Report each line in which the word "person" appears, copying those lines in full.

** start THE RECORDS **

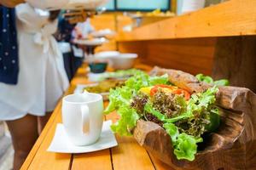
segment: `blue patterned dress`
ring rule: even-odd
[[[0,82],[18,82],[18,46],[15,9],[0,6]]]

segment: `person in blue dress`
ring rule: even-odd
[[[61,1],[67,0],[58,2]],[[43,0],[33,2],[41,5]],[[0,0],[0,121],[6,121],[12,137],[14,170],[21,167],[38,131],[62,95],[66,88],[61,86],[68,86],[64,66],[61,68],[62,55],[52,37],[57,15],[50,12],[44,16],[43,10],[27,3],[14,8],[20,3],[23,1]],[[34,29],[41,24],[44,29]]]

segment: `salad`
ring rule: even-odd
[[[189,94],[172,85],[168,75],[150,76],[143,71],[130,77],[125,85],[110,90],[105,110],[120,116],[112,130],[131,135],[139,119],[154,122],[170,135],[178,160],[195,160],[202,135],[216,130],[220,122],[215,104],[218,88]]]

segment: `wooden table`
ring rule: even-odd
[[[137,64],[136,68],[149,71],[151,67]],[[79,69],[71,86],[65,95],[72,94],[77,84],[89,83],[84,66]],[[105,103],[107,105],[107,103]],[[58,154],[46,150],[54,137],[56,124],[61,122],[61,101],[57,105],[49,122],[44,128],[21,169],[32,170],[164,170],[169,167],[152,157],[144,148],[140,146],[133,137],[116,135],[119,145],[101,151],[87,154]],[[105,116],[107,120],[116,122],[116,113]]]

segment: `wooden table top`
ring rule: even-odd
[[[151,67],[137,64],[136,68],[150,71]],[[71,86],[65,95],[72,94],[77,84],[86,84],[86,71],[84,67],[79,69]],[[107,105],[107,103],[105,103]],[[86,154],[59,154],[48,152],[46,150],[53,139],[57,123],[61,122],[61,101],[53,112],[42,134],[37,140],[21,169],[32,170],[63,170],[63,169],[89,169],[89,170],[166,170],[171,169],[167,165],[154,158],[147,150],[140,146],[133,137],[116,136],[119,145],[101,151]],[[116,113],[105,116],[106,120],[116,122]]]

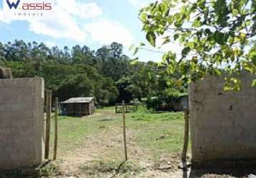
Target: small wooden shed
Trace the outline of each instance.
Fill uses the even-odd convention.
[[[62,115],[67,116],[90,115],[95,111],[94,98],[72,98],[61,105]]]

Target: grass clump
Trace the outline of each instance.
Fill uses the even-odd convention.
[[[109,174],[117,176],[122,174],[124,177],[137,174],[144,169],[144,168],[134,161],[122,162],[118,160],[94,161],[79,167],[80,172],[89,175],[100,176],[101,174]]]

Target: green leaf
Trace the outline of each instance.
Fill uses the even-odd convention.
[[[187,56],[187,55],[190,52],[191,49],[189,47],[186,47],[184,48],[183,48],[182,54],[182,58],[185,58]]]
[[[255,87],[255,86],[256,86],[256,79],[254,79],[252,80],[252,87]]]
[[[130,63],[130,64],[131,64],[131,65],[135,65],[135,64],[137,64],[138,62],[139,62],[139,58],[137,58],[132,60],[132,61]]]
[[[131,45],[131,46],[129,48],[129,51],[132,51],[134,48],[135,46],[134,44]]]
[[[153,32],[147,33],[146,38],[152,46],[156,46],[156,36]]]
[[[139,43],[139,46],[145,46],[145,44],[144,44],[144,43]]]
[[[138,53],[138,51],[139,51],[139,48],[136,47],[134,49],[134,52],[133,53],[133,55],[137,54],[137,53]]]
[[[175,34],[175,35],[173,36],[174,41],[176,41],[177,38],[179,38],[179,34]]]

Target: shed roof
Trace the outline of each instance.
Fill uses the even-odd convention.
[[[72,98],[62,102],[61,103],[88,103],[92,101],[94,98],[88,97],[88,98]]]

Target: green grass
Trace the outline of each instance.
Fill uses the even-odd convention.
[[[153,113],[144,108],[139,108],[138,112],[128,113],[126,116],[127,130],[134,132],[132,141],[142,150],[147,149],[157,157],[182,150],[183,112]],[[122,115],[114,114],[113,107],[98,109],[89,117],[59,117],[58,155],[72,154],[74,149],[84,144],[87,137],[122,126]],[[127,137],[129,139],[129,135]]]

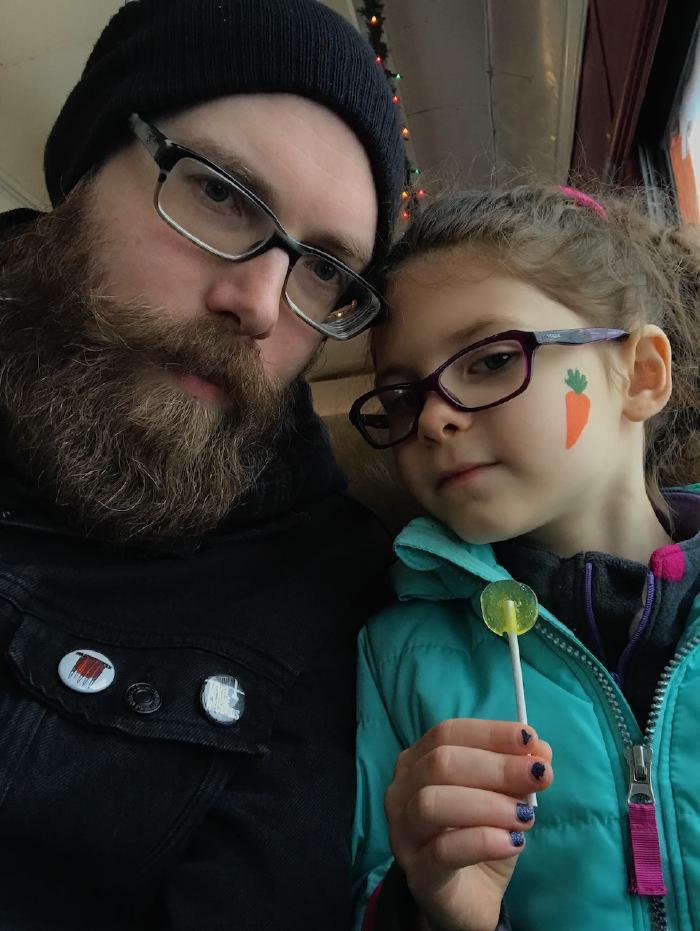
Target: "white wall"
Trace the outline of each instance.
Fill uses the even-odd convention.
[[[123,0],[0,0],[0,209],[46,204],[44,143],[102,28]],[[326,5],[357,26],[352,0]],[[3,186],[3,179],[6,184]]]

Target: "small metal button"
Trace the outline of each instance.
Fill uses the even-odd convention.
[[[217,724],[234,724],[245,708],[245,692],[234,676],[209,676],[200,698],[204,713]]]
[[[114,666],[104,653],[73,650],[58,664],[58,675],[75,692],[102,692],[114,682]]]
[[[137,714],[153,714],[163,704],[160,692],[150,682],[134,682],[124,692],[124,699]]]

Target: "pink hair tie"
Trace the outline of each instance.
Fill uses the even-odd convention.
[[[584,194],[583,191],[577,191],[576,188],[573,187],[565,187],[563,184],[559,186],[559,190],[575,201],[580,207],[590,207],[590,209],[595,210],[598,216],[603,220],[608,219],[605,207],[599,204],[597,200],[594,200],[590,194]]]

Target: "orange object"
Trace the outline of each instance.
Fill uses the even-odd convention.
[[[591,399],[583,393],[588,379],[578,369],[569,369],[564,381],[571,388],[566,392],[566,448],[571,449],[588,423]]]

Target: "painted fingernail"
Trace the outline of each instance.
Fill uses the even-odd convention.
[[[524,805],[522,802],[518,802],[515,806],[515,816],[518,821],[522,821],[523,824],[527,824],[529,821],[535,817],[535,809],[532,805]]]
[[[544,771],[546,767],[544,763],[533,763],[530,767],[530,772],[538,781],[544,776]]]

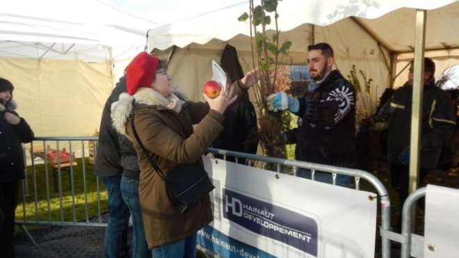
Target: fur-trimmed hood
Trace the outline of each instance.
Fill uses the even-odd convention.
[[[0,101],[0,112],[4,111],[5,110],[14,111],[17,108],[17,102],[13,99],[10,99],[10,102],[6,104],[6,106],[5,106],[2,102],[3,102]]]
[[[146,88],[145,88],[146,89]],[[184,93],[177,90],[173,91],[173,95],[177,96],[181,102],[188,101],[188,97]],[[145,95],[136,93],[134,95],[129,95],[127,93],[121,93],[118,102],[111,104],[111,120],[113,128],[120,134],[122,134],[129,138],[126,133],[126,122],[127,122],[129,113],[132,110],[132,100],[136,99],[136,104],[143,104],[145,105],[161,106],[161,104],[154,99],[146,97]]]

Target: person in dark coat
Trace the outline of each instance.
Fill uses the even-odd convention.
[[[22,143],[30,143],[34,134],[15,111],[14,86],[0,77],[0,257],[15,257],[13,235],[19,180],[25,177]]]
[[[126,92],[124,77],[117,83],[106,100],[99,129],[99,141],[94,172],[107,189],[108,216],[104,241],[105,257],[129,257],[127,230],[131,213],[121,195],[121,150],[118,134],[111,125],[111,106]]]
[[[227,73],[227,87],[231,86],[232,79]],[[257,114],[248,95],[241,94],[223,113],[222,122],[223,130],[218,134],[211,147],[216,149],[232,150],[239,152],[256,154],[258,147],[258,127]],[[223,155],[216,154],[218,159]],[[235,161],[234,156],[227,156],[229,161]],[[244,164],[245,159],[238,159],[238,163]]]
[[[424,58],[424,94],[421,119],[420,170],[418,186],[428,170],[437,166],[442,147],[456,128],[456,115],[451,97],[437,87],[435,64]],[[400,207],[408,197],[410,181],[410,145],[413,92],[413,65],[408,81],[394,91],[391,98],[373,118],[374,122],[389,121],[387,159],[391,163],[392,187],[398,193]],[[398,223],[401,222],[401,214]]]
[[[311,78],[300,98],[278,92],[268,96],[268,108],[288,110],[298,116],[298,128],[286,133],[287,143],[296,143],[295,159],[302,161],[354,168],[355,148],[355,91],[352,84],[333,70],[333,49],[327,43],[308,47]],[[310,170],[300,168],[299,177],[312,179]],[[314,179],[331,184],[332,175],[316,171]],[[336,183],[349,186],[350,177],[338,175]]]

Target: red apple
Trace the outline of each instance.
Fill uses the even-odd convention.
[[[216,81],[207,81],[202,86],[202,91],[211,99],[218,97],[221,90],[222,86]]]

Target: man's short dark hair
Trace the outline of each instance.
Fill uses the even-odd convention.
[[[325,42],[309,45],[307,47],[307,51],[311,50],[322,50],[322,54],[327,58],[330,56],[334,56],[333,49],[330,45]]]

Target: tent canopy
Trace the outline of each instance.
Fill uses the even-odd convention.
[[[147,31],[159,25],[101,0],[3,3],[1,56],[114,61],[143,51]]]
[[[255,1],[255,4],[257,2],[259,1]],[[236,19],[243,12],[248,13],[248,0],[241,1],[152,29],[148,33],[149,45],[151,48],[164,50],[172,45],[184,47],[191,43],[206,44],[214,38],[229,41],[239,34],[249,36],[248,21],[239,22]],[[428,13],[426,49],[459,48],[457,0],[282,1],[278,4],[278,26],[281,31],[298,31],[305,24],[324,26],[353,17],[387,50],[411,51],[415,24],[413,9],[416,8],[431,10]],[[268,29],[273,28],[273,22]]]
[[[130,59],[158,24],[102,0],[6,0],[0,76],[38,136],[92,135]]]
[[[255,2],[257,5],[259,1]],[[441,72],[459,58],[457,0],[279,1],[280,42],[293,42],[289,58],[284,58],[282,63],[305,65],[307,46],[328,42],[335,49],[337,67],[344,74],[355,65],[373,79],[373,85],[379,88],[376,94],[380,94],[385,88],[401,85],[406,80],[405,73],[396,75],[414,56],[416,8],[428,10],[426,56],[446,61],[437,63],[437,71]],[[239,1],[212,12],[191,14],[191,18],[153,28],[148,32],[149,48],[159,56],[168,57],[172,46],[179,47],[174,50],[171,60],[172,70],[177,72],[172,73],[172,81],[179,86],[189,84],[190,79],[192,85],[200,85],[210,78],[211,73],[202,69],[210,70],[206,68],[210,67],[209,59],[218,61],[226,44],[236,47],[247,70],[243,63],[252,63],[249,22],[238,22],[237,18],[248,10],[249,1]],[[268,29],[272,29],[273,24]],[[193,69],[184,61],[193,62],[191,65],[195,71],[176,67]],[[199,97],[199,94],[188,88],[184,91]]]

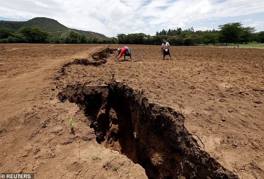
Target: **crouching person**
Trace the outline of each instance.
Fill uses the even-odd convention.
[[[122,49],[118,48],[117,49],[117,54],[116,56],[116,58],[119,54],[121,54],[120,56],[117,58],[117,60],[121,58],[123,55],[124,56],[124,58],[125,60],[125,56],[129,56],[130,57],[130,59],[131,61],[132,61],[132,57],[131,57],[131,52],[130,51],[130,49],[128,47],[125,46]]]

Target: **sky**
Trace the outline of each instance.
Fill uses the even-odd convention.
[[[154,35],[177,27],[217,29],[236,22],[264,31],[264,0],[0,0],[0,20],[44,17],[109,37]]]

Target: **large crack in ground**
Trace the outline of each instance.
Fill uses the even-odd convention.
[[[72,65],[81,65],[84,66],[92,65],[98,66],[101,65],[106,63],[106,59],[110,56],[110,54],[117,50],[116,49],[107,48],[100,51],[94,53],[92,55],[93,60],[87,58],[81,59],[76,59],[73,61],[66,63],[62,65],[59,72],[63,75],[65,74],[65,68]]]
[[[58,97],[83,111],[99,143],[139,163],[149,178],[238,178],[201,150],[181,114],[122,82],[69,85]]]

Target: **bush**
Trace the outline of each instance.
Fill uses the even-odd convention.
[[[48,43],[50,35],[47,32],[38,28],[22,27],[19,32],[22,34],[30,43]]]

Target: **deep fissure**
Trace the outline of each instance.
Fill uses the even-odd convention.
[[[91,55],[92,60],[88,58],[76,59],[73,61],[68,62],[62,65],[59,70],[63,75],[66,74],[65,68],[72,65],[81,65],[84,66],[92,65],[97,66],[101,65],[106,63],[106,59],[110,56],[110,54],[117,50],[116,49],[107,48],[101,51],[92,54]]]
[[[58,96],[83,110],[98,143],[138,163],[150,178],[238,178],[201,149],[182,115],[142,92],[113,81],[68,85]]]

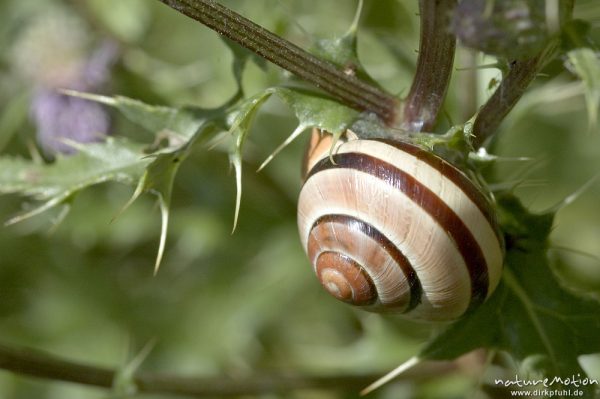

** end THE RECORDS **

CORRECT RESPONSE —
segment: `person in blue dress`
Target: person in dark coat
Target: **crouching person**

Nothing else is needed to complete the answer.